文書抜粋 –
»»
「この作品が「アニメ化をして良かった」と思える理由。」ルックバック すっかんさんの映画レビュー(感想・評価)
この作品が「アニメ化をして良かった」と思える理由。
◯作品全体
本作がアニメ化されると聞いたとき、果たしてアニメ化する必要があるか、と思った。物語としても足し引きがこれ以上いらないように感じたし、マンガを題材にしている作品だからこそ、マンガという媒体で表現した時点で完成されているのではないかと感じた。そしてなにより原作が公開されたタイミングこそが、自分の心の中に深く刺さる理由だったからだ。
ただ、監督が押山清高さんだと発表された時に、それだけではない何かが見られることを予感したし、実際に本作を見て、そのとおりだったことが嬉しかった。
この作品にはアニメだからこその原作とは異なる表現があった。それは「喜び」だ。
物語としてはほとんど原作と同じだが、原作の雰囲気では表現しきれない喜びの場面や表現は、アニメーションを活かしたものだった。
なにより「アニメだからこそ」と言い切りたいのは、京本に褒められたあと藤野が家へ帰るシーン。スケール感あるカメラワークとバラバラのフォームでスキップする藤野の大げさな感じが、藤野の心で爆発する喜びに直結していた。いろいろな角度やカメラの距離感で藤野を映しているのも素晴らしい。どこから見ても溢れている藤野の喜びは水たまりや背中のランドセルに反射する光ともリンクしていて、カメラの位置や藤野の動きによって光り方が変化する。アニメーションで描くには非常に難易度のあるレイアウトだが、破綻させず、そして押山監督のタイミングとタッチを加え、唯一無二の「喜び」を表現していた。
藤野の「喜び」に対して京本の「喜び」の表現は、外へ出かける二人のつないだ手と、手を引く藤野を見る京本の主観カットだ。絵を描く楽しさと、自分の世界を広げてくれる道しるべのような存在である藤野。その藤野との時間を京本だけが感じることができる「喜び」を主観カットで表現する巧さ。京本から見た藤野とその周りとのディティールや色味、彩度の差異は、アニメーションだからこそできる強弱の付け方だ。
原作を読んだ時、「京本が死んだの私のせいじゃん」という言葉が完璧に払しょくされたラストとは感じなかった。藤野の下へ落ちてきた4コマを受取り、「京本の分まで」というような決意を含んでいたように見えた。原作者・藤本タツキの描く人物は、そういう「影」とか「重さ」を眼に宿しているからだと思う。それが藤本作品の好きな部分でもあり、原作の持ち味でもあるのは確かだ。
««
ラベル付きの地点の記録 –
»»
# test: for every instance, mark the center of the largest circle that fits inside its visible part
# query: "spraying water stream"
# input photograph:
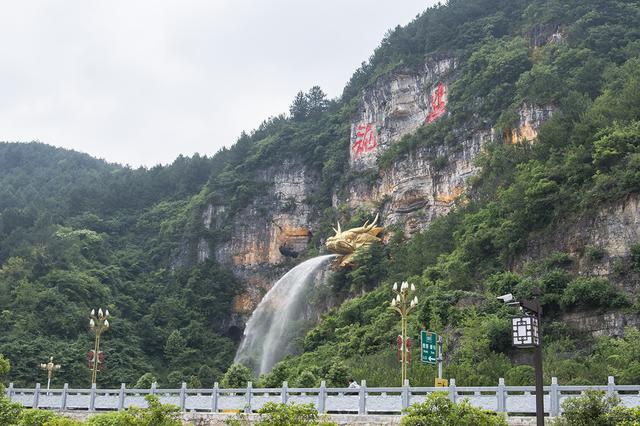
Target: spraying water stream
(272, 326)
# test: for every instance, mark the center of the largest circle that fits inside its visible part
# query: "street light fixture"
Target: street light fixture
(98, 324)
(51, 368)
(526, 334)
(404, 304)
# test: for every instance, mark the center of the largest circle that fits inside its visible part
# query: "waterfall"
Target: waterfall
(272, 327)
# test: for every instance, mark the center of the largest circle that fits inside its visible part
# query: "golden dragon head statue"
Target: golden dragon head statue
(346, 243)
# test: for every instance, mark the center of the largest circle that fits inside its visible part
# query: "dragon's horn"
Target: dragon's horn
(368, 227)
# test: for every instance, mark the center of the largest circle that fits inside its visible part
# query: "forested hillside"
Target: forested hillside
(77, 233)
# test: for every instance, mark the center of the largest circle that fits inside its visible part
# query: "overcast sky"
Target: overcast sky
(140, 82)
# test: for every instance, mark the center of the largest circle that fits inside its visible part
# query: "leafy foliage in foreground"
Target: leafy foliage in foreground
(275, 414)
(156, 414)
(594, 408)
(438, 410)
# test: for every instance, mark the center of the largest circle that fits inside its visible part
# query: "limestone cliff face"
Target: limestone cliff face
(263, 237)
(422, 185)
(600, 246)
(530, 118)
(397, 104)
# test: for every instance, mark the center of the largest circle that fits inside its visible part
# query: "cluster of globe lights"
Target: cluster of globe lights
(404, 288)
(102, 317)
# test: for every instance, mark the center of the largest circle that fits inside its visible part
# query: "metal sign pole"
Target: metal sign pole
(440, 357)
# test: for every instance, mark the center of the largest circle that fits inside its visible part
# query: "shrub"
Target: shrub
(9, 411)
(521, 375)
(156, 414)
(635, 257)
(307, 379)
(438, 410)
(145, 381)
(272, 414)
(594, 408)
(236, 376)
(34, 417)
(592, 293)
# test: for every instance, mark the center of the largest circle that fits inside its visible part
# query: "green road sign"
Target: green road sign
(428, 347)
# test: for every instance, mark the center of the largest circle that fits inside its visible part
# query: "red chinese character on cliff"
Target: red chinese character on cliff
(366, 140)
(438, 103)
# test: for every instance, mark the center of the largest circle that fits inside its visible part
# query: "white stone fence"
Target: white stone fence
(513, 400)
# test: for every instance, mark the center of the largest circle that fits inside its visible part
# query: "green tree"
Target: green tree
(299, 109)
(236, 376)
(438, 410)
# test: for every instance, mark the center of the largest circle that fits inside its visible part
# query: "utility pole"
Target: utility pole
(526, 334)
(51, 368)
(98, 324)
(404, 304)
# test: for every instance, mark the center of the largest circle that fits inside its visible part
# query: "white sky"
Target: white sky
(141, 81)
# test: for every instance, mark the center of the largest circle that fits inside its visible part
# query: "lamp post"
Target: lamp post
(98, 324)
(51, 368)
(526, 334)
(404, 304)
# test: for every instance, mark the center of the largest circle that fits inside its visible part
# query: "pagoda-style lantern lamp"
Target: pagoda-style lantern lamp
(525, 331)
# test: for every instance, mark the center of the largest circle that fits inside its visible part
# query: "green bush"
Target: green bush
(592, 293)
(9, 411)
(156, 414)
(236, 376)
(438, 410)
(521, 375)
(35, 417)
(594, 408)
(273, 414)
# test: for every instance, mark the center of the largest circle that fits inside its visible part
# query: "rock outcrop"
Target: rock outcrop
(396, 105)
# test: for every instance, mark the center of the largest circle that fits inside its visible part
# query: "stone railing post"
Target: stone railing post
(554, 398)
(247, 407)
(501, 396)
(362, 400)
(405, 394)
(322, 397)
(36, 396)
(214, 398)
(183, 396)
(121, 396)
(611, 386)
(92, 397)
(63, 398)
(453, 393)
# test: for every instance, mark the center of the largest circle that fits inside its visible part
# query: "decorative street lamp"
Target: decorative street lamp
(404, 304)
(51, 368)
(526, 334)
(98, 324)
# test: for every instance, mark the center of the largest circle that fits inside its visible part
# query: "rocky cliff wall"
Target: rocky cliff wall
(397, 104)
(266, 236)
(600, 245)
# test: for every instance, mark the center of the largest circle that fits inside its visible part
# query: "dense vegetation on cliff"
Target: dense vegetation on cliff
(77, 233)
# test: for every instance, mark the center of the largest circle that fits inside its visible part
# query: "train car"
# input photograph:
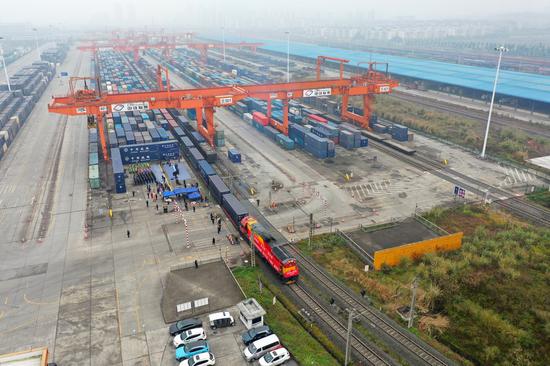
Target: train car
(265, 243)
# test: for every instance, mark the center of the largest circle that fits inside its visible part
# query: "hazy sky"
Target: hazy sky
(238, 12)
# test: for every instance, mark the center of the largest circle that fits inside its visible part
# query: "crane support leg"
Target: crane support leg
(101, 132)
(285, 117)
(204, 55)
(210, 125)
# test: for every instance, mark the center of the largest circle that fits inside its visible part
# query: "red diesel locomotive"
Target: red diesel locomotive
(266, 244)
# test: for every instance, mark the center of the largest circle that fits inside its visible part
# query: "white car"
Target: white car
(202, 359)
(274, 358)
(189, 336)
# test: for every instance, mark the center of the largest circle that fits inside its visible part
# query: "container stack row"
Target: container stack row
(118, 171)
(55, 55)
(27, 86)
(93, 160)
(116, 74)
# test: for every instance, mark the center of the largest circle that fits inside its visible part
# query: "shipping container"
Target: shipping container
(205, 169)
(217, 187)
(234, 209)
(286, 142)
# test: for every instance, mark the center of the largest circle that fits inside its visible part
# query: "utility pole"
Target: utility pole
(500, 50)
(310, 229)
(252, 251)
(348, 335)
(287, 56)
(5, 66)
(223, 40)
(413, 301)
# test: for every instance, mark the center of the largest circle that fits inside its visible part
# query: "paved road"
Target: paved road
(42, 207)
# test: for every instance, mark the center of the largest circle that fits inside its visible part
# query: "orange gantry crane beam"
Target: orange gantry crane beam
(94, 102)
(204, 47)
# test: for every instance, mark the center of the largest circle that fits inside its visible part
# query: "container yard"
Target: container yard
(225, 192)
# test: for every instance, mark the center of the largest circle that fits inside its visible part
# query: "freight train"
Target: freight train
(250, 229)
(266, 244)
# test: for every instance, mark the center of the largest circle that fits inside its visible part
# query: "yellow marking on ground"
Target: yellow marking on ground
(118, 314)
(7, 331)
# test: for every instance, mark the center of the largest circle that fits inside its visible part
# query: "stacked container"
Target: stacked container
(93, 161)
(118, 171)
(316, 145)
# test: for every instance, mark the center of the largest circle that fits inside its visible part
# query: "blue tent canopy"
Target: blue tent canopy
(188, 192)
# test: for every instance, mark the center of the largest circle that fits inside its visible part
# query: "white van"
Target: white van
(260, 347)
(220, 320)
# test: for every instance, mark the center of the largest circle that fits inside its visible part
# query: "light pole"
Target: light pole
(36, 40)
(287, 57)
(223, 41)
(5, 66)
(500, 50)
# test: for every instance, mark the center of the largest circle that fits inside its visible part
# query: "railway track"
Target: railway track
(502, 121)
(499, 196)
(407, 342)
(368, 353)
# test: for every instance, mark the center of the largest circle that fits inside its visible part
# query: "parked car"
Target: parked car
(276, 357)
(255, 333)
(220, 320)
(189, 350)
(202, 359)
(184, 325)
(189, 336)
(260, 347)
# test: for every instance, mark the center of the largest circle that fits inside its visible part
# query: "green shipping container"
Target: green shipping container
(93, 171)
(95, 183)
(93, 159)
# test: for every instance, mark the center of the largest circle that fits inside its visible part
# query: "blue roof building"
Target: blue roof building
(526, 86)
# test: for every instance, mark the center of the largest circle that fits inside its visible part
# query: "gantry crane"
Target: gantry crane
(94, 102)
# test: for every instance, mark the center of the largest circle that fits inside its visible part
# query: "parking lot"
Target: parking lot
(224, 343)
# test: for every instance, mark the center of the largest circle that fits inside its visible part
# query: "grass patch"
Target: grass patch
(488, 302)
(308, 348)
(540, 196)
(505, 143)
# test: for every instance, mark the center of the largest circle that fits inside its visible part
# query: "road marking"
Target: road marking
(37, 303)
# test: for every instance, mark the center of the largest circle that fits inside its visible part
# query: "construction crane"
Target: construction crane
(204, 100)
(203, 48)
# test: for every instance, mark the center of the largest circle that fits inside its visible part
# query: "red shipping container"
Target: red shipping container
(317, 118)
(260, 118)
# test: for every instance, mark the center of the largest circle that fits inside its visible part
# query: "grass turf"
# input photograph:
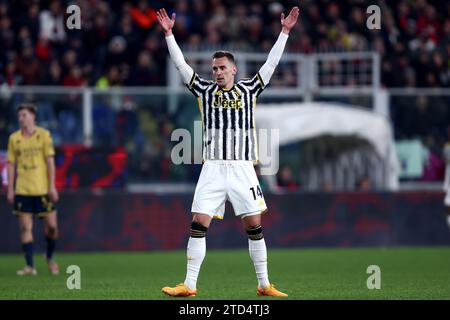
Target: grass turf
(406, 273)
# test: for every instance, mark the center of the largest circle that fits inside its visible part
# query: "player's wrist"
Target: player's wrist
(285, 30)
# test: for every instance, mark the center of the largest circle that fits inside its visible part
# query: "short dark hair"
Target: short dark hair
(31, 107)
(222, 54)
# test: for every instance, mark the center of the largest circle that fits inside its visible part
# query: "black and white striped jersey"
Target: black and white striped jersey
(228, 117)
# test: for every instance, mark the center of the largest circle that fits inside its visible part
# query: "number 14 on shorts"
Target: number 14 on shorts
(257, 193)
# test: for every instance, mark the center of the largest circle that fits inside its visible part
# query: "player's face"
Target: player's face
(224, 71)
(26, 118)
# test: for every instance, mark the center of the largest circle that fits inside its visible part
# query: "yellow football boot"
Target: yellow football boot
(270, 291)
(179, 291)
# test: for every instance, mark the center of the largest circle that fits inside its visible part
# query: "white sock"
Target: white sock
(196, 251)
(258, 253)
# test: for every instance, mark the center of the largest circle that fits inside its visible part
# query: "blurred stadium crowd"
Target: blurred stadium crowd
(120, 44)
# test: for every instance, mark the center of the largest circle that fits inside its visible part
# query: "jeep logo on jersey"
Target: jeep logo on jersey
(220, 102)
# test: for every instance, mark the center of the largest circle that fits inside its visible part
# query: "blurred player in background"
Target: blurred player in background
(229, 152)
(447, 179)
(31, 184)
««
実施課題 1 –
ルックバックのレビューについて、次の問いに答えてください。
(a) 監督として発表されたのは誰ですか。
(b) 筆者が、原作とは異なるアニメならではの表現として挙げているものは何ですか。
(c) 京本の「喜び」は、どのような表現で描かれていると書かれていますか。
実施課題 2 – ルックバックのレビューのうち、「原作を読んだ時、「京本が死ん」から「の持ち味でもあるのは確かだ。」までをすべて、一字一句変えずに打ち直してください。
項目はレビュー本文とは別個の資料です。

完全な解答 1 –
(a) 押山清高さん
(b) 「喜び」
(c) 外へ出かける二人のつないだ手と、手を引く藤野を見る京本の主観カット

完全な解答 2 –
原作を読んだ時、「京本が死んだの私のせいじゃん」という言葉が完璧に払しょくされたラストとは感じなかった。藤野の下へ落ちてきた4コマを受取り、「京本の分まで」というような決意を含んでいたように見えた。原作者・藤本タツキの描く人物は、そういう「影」とか「重さ」を眼に宿しているからだと思う。それが藤本作品の好きな部分でもあり、原作の持ち味でもあるのは確かだ。